OBJETIVO DE LA TAREA: Según el texto en estudio, ¿qué empresa lleva a cabo ese día la limpieza y desinfección de la Minorista?

TEXTO EN ESTUDIO:

En la Minorista hay promociones y verduras frescas; entran y salen bultos. Unxs compran para sus casas; otrxs, para surtir los mercados locales de cada barrio. A la hora de pagar el taxi, se siente la torpeza que imponen los guantes y las demás medidas de precaución. La ciudad es la misma, pero la actitud confundida y precavida –aunque arriesgada al salir de casa– de todos los que la recorren la hacen extraña. Se siente el peso invisible del Coronavirus. Aunque quizás no sea tan invisible: citando mal, el Coronavirus son los otros.

Son las 7 de la mañana. Desde las 4, cuando se permitió el ingreso, empezó a llegar gente. Unos pocos taxis esperan sobre la Avenida Ferrocarril a que alguien los convoque, para ellos también poder mercar luego. Frente a la Minorista, vendedores ambulantes –varios de ellxs con acento venezolano– publicitan tapabocas (semi)lavables. En la puerta, lxs guardias (sin guantes ni tapabocas) aplican antibacterial a lxs que van entrando; al menos a los que corresponden al llamado y no lxs esquivan, o a lxs que están cerca de ellxs entre la masa que entra y sale. No todxs entran con tapabocas.

La crisis actual también se refleja en los precios de la Minorista

Este día es de limpieza y desinfección en la Minorista, llevada a cabo por la empresa CleanPRO y sus voluntarixs, alrededor de 10 personas en total. CleanPRO, que lleva dos años en el mercado lavando también tapetes, sillas y demás cosas del hogar, se activó con esta crisis sanitaria, por lo que ya han hecho algunas brigadas de limpieza. La Minorista era uno de los focos en los que querían concentrarse. Un lugar así debería ser limpiado y desinfectado todos los días, pero la logística y el presupuesto no dan para tanto. El Coronavirus nos ha puesto a cuestionar nuestras medidas de higiene, nos ha hecho sensibles a la limpieza de una forma en la que antes no lo éramos. Cada lavada de manos o cada limpieza masiva trae la esperanza de prevenir por un rato más la llegada del virus. Quién sabe si en la nueva normalidad que construyamos después de esta crisis perdurarán estas medidas.

MATERIAL EXTRAÍDO:

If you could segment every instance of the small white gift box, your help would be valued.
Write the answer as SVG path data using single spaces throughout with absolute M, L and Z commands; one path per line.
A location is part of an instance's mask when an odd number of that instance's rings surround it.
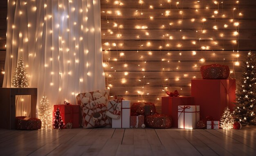
M 117 105 L 117 109 L 121 111 L 120 118 L 112 118 L 112 128 L 129 128 L 130 115 L 130 101 L 122 100 Z
M 178 128 L 195 129 L 200 120 L 199 106 L 178 106 Z
M 218 129 L 220 127 L 219 121 L 207 121 L 206 122 L 207 129 Z

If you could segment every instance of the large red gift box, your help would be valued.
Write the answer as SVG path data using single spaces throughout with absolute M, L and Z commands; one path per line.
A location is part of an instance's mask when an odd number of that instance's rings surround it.
M 171 116 L 173 127 L 178 127 L 178 106 L 194 105 L 191 96 L 162 97 L 162 114 Z
M 68 123 L 72 123 L 72 128 L 79 128 L 80 106 L 73 105 L 54 105 L 54 112 L 56 111 L 58 107 L 60 109 L 61 118 L 65 125 Z
M 191 92 L 201 118 L 211 116 L 219 120 L 225 107 L 233 111 L 235 106 L 236 80 L 192 80 Z

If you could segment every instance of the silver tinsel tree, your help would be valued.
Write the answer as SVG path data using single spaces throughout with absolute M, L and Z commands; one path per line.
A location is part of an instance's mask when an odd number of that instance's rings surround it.
M 22 57 L 20 57 L 17 63 L 14 75 L 12 77 L 12 87 L 26 88 L 29 87 L 29 80 L 27 77 L 27 72 L 24 67 Z
M 222 114 L 220 120 L 220 127 L 225 129 L 229 129 L 233 128 L 234 119 L 233 114 L 228 107 L 224 109 L 224 112 Z
M 49 104 L 47 96 L 44 95 L 40 100 L 38 109 L 38 118 L 42 121 L 42 127 L 52 127 L 52 107 Z

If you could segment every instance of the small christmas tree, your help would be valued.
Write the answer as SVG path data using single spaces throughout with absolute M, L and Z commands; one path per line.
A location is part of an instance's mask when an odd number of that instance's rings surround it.
M 12 87 L 25 88 L 29 87 L 29 80 L 27 77 L 27 72 L 22 57 L 20 57 L 17 63 L 14 74 L 11 82 Z
M 64 123 L 61 118 L 61 115 L 58 108 L 57 108 L 56 111 L 54 112 L 54 118 L 52 123 L 53 128 L 61 129 L 64 127 Z
M 232 113 L 228 107 L 224 109 L 224 112 L 220 118 L 220 127 L 224 129 L 229 129 L 233 128 L 234 120 Z
M 42 121 L 42 127 L 49 128 L 52 124 L 52 107 L 47 96 L 44 95 L 40 100 L 38 107 L 38 118 Z
M 234 111 L 236 121 L 243 126 L 256 125 L 256 56 L 251 51 L 243 62 Z

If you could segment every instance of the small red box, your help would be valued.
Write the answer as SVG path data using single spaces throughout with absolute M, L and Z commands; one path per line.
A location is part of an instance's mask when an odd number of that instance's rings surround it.
M 191 96 L 162 97 L 162 114 L 171 116 L 173 127 L 178 127 L 178 106 L 194 105 Z
M 211 116 L 219 120 L 225 107 L 233 111 L 235 106 L 236 79 L 192 80 L 191 91 L 201 118 Z
M 54 107 L 54 112 L 58 107 L 61 115 L 61 118 L 64 124 L 72 123 L 72 128 L 79 128 L 80 106 L 73 105 L 58 105 Z M 54 116 L 54 112 L 53 114 Z

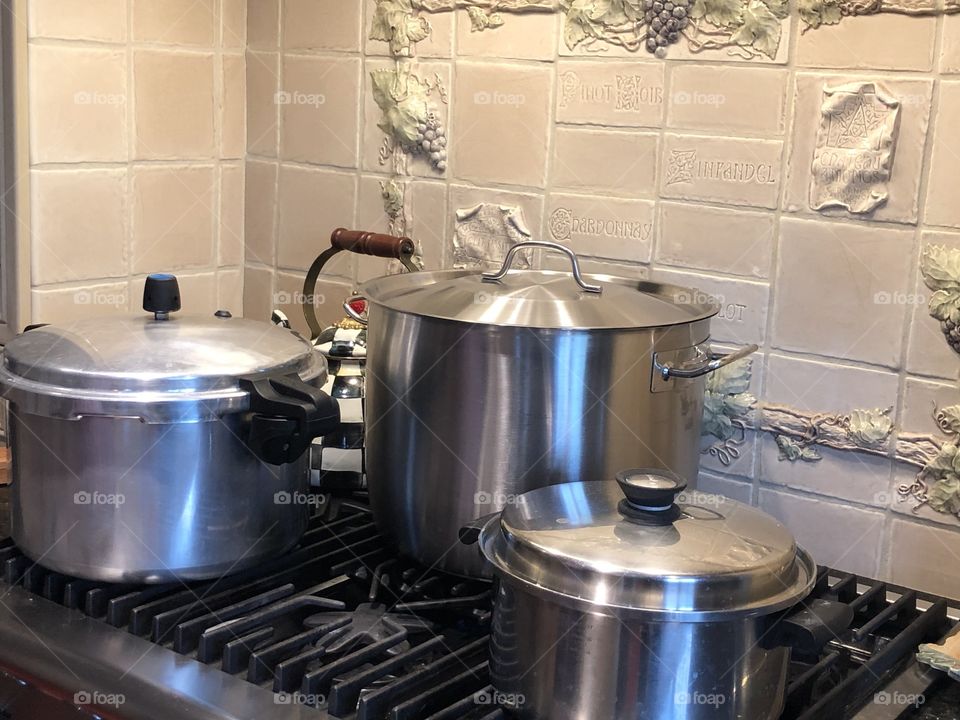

PROBLEMA RESUELTO: La empresa CleanPRO.